Instruction
Print the records below exactly as they appear.

Records from a point labeling set

________________________

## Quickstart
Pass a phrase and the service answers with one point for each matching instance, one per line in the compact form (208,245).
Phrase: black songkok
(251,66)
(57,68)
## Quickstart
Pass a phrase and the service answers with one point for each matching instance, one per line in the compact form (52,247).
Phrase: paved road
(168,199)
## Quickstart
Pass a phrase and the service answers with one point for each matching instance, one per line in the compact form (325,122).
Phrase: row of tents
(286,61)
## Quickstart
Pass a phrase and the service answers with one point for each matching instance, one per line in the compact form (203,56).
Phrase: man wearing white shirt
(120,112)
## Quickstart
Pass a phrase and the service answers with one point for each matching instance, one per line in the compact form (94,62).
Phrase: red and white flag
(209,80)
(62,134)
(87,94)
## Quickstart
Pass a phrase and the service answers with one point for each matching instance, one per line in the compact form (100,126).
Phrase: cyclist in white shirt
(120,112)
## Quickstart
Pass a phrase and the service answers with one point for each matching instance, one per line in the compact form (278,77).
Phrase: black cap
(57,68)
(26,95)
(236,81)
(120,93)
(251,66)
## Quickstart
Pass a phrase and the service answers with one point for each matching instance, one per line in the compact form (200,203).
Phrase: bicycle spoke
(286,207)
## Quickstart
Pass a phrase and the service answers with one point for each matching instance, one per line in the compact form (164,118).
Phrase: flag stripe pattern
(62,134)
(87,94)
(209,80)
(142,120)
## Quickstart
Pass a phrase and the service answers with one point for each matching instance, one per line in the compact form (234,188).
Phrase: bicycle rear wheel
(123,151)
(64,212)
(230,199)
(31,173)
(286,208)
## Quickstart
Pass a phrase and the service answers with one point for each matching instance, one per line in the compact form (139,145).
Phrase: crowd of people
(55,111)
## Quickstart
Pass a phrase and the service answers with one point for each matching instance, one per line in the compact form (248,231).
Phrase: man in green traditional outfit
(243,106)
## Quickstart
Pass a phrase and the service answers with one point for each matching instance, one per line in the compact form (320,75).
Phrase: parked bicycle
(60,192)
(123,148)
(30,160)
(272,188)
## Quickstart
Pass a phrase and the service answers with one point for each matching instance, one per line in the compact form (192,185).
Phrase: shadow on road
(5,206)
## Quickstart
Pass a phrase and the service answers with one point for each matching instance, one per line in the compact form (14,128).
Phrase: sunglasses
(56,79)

________________________

Solved problem
## Quickstart
Pass a phrase and the service answers with one point for each matching instance, one per line in the compact form (208,245).
Phrase: black songkok
(251,66)
(57,68)
## Quickstart
Pass a phrase and the service answers with one point for each matching instance, one per line in the compact form (52,247).
Phrase: paved road
(168,199)
## Quickstart
Pass a phrase and the service answers with one point for each matching instance, one per line in the compact form (325,122).
Phrase: row of tents
(286,61)
## Quickstart
Pass a phrase and the service answers with one point for each matching instance, one per line in the compact form (203,56).
Phrase: man wearing white shirt
(120,112)
## Quickstart
Pass a phrase and the service answers with one point for each matching instance, one per line in the compact form (94,62).
Phrase: red and white flag
(209,80)
(62,134)
(87,94)
## Quickstart
Pass a phrase and the service answers with one point for each matching instance, one per line in the compact form (100,126).
Phrase: cyclist in white shirt
(120,112)
## Quickstart
Pass a phrase and the service answers with one point for each matching instance, one per line in the compact form (278,77).
Phrase: black cap
(57,68)
(26,95)
(236,81)
(120,93)
(251,66)
## Quickstart
Pass a phrase and the service answers with one point for each matching instance, one per line in the compact form (200,203).
Phrase: bicycle spoke
(286,207)
## Quickstart
Pass a phrase and the service answers with one point for each matching instance, one per line in the compact form (164,118).
Phrase: flag stripe pattern
(62,134)
(87,94)
(209,80)
(142,120)
## Quickstart
Pass a phrase and the service answers with one point for each matching instance, one per line in the compact form (234,188).
Phrase: bicycle rear wheel
(123,151)
(64,212)
(230,199)
(31,173)
(286,208)
## Quickstart
Pass a phrase and the service answers with one point for each matching instance, one per line in the compact form (139,145).
Phrase: crowd of people
(55,111)
## Quickstart
Pass a phrase and the service answers with one point for each matching instance, one per line in the compact form (248,231).
Phrase: man in green traditional outfit
(243,106)
## Quickstart
Pass a phrase and the service answers with one point for each matching instance, one per line in the compact form (320,75).
Phrase: parked bicycle
(60,192)
(123,148)
(30,160)
(272,188)
## Quickstart
Pass a phrase and the service answers with one point for each matching instance, one per line in the compact form (192,185).
Phrase: shadow on road
(5,206)
## Quickstart
Pass a phrase and the service answers with one point for each matching instance, one per line in the compact form (14,128).
Phrase: sunglasses
(56,79)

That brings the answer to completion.